Stored items from a collection
[START]
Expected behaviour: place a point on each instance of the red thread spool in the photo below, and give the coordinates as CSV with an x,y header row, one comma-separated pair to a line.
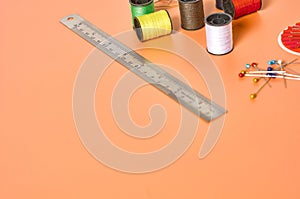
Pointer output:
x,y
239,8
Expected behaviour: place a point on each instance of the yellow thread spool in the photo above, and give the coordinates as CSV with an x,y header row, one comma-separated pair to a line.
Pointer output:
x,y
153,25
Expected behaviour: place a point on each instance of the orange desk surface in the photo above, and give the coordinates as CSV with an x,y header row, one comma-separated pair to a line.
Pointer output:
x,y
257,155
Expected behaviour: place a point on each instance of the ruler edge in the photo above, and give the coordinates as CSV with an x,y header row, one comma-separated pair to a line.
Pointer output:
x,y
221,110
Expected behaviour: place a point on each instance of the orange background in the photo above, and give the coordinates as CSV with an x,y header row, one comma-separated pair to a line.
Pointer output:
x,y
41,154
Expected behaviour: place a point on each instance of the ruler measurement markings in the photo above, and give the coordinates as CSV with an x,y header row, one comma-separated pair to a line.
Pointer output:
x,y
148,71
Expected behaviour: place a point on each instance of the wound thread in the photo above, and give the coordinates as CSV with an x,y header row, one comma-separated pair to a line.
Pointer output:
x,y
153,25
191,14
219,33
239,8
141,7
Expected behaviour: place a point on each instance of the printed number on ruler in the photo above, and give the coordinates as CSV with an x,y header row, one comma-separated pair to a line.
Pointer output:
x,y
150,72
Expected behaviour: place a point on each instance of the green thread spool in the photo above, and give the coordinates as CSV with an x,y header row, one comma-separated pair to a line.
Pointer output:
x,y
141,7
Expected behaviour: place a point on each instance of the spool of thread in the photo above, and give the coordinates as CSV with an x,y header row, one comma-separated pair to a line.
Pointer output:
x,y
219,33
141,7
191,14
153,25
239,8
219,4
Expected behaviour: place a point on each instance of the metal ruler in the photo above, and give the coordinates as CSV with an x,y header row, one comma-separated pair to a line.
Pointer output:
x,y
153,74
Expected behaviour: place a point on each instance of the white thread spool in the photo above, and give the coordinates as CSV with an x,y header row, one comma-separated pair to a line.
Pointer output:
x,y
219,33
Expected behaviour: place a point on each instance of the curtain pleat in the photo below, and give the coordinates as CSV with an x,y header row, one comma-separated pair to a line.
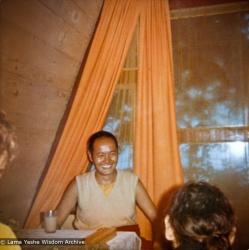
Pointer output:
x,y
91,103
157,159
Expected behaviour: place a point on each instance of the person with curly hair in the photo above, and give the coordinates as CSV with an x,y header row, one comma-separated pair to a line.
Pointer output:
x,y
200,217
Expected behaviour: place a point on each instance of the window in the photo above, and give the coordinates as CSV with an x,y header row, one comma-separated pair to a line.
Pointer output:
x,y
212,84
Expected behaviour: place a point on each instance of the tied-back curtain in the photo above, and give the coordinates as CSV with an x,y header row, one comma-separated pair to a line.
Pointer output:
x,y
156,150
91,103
[END]
[START]
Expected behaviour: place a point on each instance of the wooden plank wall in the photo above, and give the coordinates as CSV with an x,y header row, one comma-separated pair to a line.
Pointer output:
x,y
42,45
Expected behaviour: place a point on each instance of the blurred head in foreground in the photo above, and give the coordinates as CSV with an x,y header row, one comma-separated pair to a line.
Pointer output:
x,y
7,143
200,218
[END]
Determine how many of the lines above contain the string "background", and state only that number.

[Exercise solution]
1